*About this exercise*.
Restate each record word for word, from the first to the last.

*Data to examine*.

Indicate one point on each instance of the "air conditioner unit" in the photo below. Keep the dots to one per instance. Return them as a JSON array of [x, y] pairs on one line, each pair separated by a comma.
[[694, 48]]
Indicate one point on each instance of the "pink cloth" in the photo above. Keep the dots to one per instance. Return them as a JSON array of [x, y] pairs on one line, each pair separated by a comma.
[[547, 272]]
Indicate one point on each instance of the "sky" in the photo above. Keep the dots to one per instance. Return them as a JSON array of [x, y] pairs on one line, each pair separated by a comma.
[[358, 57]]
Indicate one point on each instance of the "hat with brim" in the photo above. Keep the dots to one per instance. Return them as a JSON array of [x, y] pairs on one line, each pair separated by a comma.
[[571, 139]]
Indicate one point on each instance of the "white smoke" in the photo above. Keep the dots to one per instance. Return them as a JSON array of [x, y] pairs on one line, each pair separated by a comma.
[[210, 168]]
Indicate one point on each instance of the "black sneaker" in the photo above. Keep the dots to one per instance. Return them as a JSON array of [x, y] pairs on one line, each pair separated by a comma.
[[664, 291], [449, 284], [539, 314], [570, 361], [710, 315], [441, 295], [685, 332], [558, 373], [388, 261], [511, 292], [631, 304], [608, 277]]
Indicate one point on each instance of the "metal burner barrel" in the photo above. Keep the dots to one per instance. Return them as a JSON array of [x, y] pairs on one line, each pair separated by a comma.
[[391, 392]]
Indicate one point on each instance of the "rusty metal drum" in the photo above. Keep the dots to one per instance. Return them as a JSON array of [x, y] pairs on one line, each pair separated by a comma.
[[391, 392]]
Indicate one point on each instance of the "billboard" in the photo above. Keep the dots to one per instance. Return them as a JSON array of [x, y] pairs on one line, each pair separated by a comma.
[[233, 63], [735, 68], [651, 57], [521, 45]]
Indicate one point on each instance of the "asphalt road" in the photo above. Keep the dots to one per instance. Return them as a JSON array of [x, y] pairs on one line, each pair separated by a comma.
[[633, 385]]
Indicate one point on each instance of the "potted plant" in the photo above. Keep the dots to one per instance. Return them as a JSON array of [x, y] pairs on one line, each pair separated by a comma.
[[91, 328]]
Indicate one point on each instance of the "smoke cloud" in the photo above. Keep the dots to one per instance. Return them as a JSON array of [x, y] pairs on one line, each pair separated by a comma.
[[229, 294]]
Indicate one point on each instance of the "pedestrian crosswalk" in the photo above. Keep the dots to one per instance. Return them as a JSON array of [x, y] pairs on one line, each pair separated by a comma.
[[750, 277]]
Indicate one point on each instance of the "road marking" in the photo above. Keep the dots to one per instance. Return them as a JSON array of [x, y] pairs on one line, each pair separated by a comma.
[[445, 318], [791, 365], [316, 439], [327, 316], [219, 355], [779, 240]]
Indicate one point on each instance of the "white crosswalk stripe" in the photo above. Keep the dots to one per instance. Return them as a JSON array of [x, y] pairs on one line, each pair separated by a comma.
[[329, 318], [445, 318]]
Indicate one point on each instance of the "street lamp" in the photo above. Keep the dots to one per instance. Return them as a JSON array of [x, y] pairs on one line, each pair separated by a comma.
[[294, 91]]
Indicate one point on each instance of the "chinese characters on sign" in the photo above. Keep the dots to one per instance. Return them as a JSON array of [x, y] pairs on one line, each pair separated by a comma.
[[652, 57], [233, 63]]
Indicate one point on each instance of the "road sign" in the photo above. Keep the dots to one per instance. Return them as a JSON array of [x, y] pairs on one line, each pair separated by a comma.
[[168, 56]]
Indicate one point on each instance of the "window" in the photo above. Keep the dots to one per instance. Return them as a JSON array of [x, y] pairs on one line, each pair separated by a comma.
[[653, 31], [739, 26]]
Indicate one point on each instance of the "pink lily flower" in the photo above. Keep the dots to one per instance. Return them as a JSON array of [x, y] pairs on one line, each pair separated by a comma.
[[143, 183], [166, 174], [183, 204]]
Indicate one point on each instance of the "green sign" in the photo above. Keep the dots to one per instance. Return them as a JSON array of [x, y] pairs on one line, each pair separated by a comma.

*Solution to this exercise*.
Indicate one point on each instance of the "air conditioner unit" in the photo below. Keep the dots to one per instance. Return them as a JSON array of [x, y] pairs on one line, each pair separated by a comma.
[[694, 48]]
Indicate one point on each instance of the "pink cloth" in the photo above. Keep the dots to one per instance. Return them as a JSON array of [x, y] pairs on one line, each pair separated by a comma.
[[547, 272]]
Indicate one point on each instance of the "sky" in the photo above. Keep the dots to one per instance. Return them as a JSON array of [x, y] pairs on one line, each pair separated by a comma.
[[358, 57]]
Indicate one point on each instance of the "hat with brim" in the photo above. Keep the dots to one per instance. Return them as a JSON array of [x, y] pairs on one line, each pair separated by a comma.
[[571, 139]]
Indicate one point on each instance of the "white smoke" in the photo above. Keep the dots to one per instance. Return them as a JSON array of [x, y] pairs on one line, each pair separated by a comma.
[[210, 168]]
Indicate one point on each instance of the "black sneaker" in the photo above. Keep the dots to one per instance. Return them as a JSON array of [x, y] pairs on one line, each pair separated by a comma.
[[664, 291], [449, 284], [539, 314], [570, 361], [710, 315], [441, 295], [685, 332], [558, 373], [388, 261], [511, 292], [631, 304], [608, 277]]
Indicate one point on each instance of the "metal burner barrel" in the photo above. Keep the dots to one per instance. Return them as a JSON array of [x, y] pairs on one line, each pair separated by a comma.
[[391, 392]]
Indicate one point on each instance of the "rusty metal drum" in the photo above. Keep the dots to one per instance. Return them as a JSON array of [x, y] pairs on one line, each pair separated by a comma.
[[391, 392]]
Indicate one point on each instance of the "billboard" in the photo above. Keep the dots to one per instance. Return them as a JSON array of [x, y] pairs on one line, each pair separated by a comma.
[[233, 63], [735, 68], [651, 57], [521, 45]]
Indicate one point on each instance of the "asphalt road" in the photo above. Keep the dots to one per instance. Return them as a JSON array of [x, y] pairs on one line, each pair separated by a comma.
[[633, 385]]
Indicate one point on each instance of the "potted plant" in the photo above. Keep the dots to one per instance. Return them as a JSON array of [x, y] pairs on one line, each pair separated by a comma.
[[91, 328]]
Indicate one point on each instance of the "smoke cloud" in the photo above. Keep the dots to one per instance. Return them as a JSON array of [x, y] pairs on one line, each pair separated by a comma.
[[229, 294]]
Indicate one point on each instance of the "pedestrian crosswalk" in the photo above. Keep the dots to one per instance. Return them as a JSON array of [x, y] pairs on one line, each pair separated by a comma.
[[750, 277]]
Indicate one point on each instance of the "road marking" in the photo above. Keep the dots to one per instance. Return them as a JSON array of [x, y] pairs on one line, each pair separated by a comma.
[[445, 318], [791, 365], [316, 439], [327, 316], [219, 355], [779, 240]]
Indicate one point on each instance of the "white crosswalk stripe" in the photo above. Keep the dots to one per instance. Return them as a JSON array of [x, y] pairs on one line, each pair separated by a comma.
[[329, 318], [445, 318]]
Indicate one point on each instance of the "street lamp" in the photo above. Keep the dots to one per instance. Return them as a JSON array of [x, y] pairs on one line, each pair separated by a comma.
[[294, 91]]
Indicate one point on each instance of the "chinese characters on sign" in the photo above. Keep the dots to one per instance. Return them as a JSON array of [x, y] pairs on one line, each pair separated by a comma.
[[652, 57], [233, 63]]
Indicate one point on each instance of the "road sign" in the photo above. Keep the dots to one per instance. Return them as a JSON array of [x, y] pairs on one line, each pair separated by a comma.
[[168, 56]]
Indicate one point on each instance of the "window" in the photo above. Keep the dots to one per instance. Return them as a JSON array of [x, y] pairs on one line, each pair separated by a comma.
[[653, 31], [739, 26]]
Indicate one point on each instance of the "pink lily flower" in the photo above. Keep the dots to one per instance. Return them as a JSON array of [x, y] pairs on one line, each pair separated by a comma.
[[143, 183], [166, 174], [183, 204]]
Indicate one point on each instance of the "green sign" in the photo above. Keep the dots to one per instance. Return them as a JSON array of [x, y] pairs on one line, each pair separated by a comma.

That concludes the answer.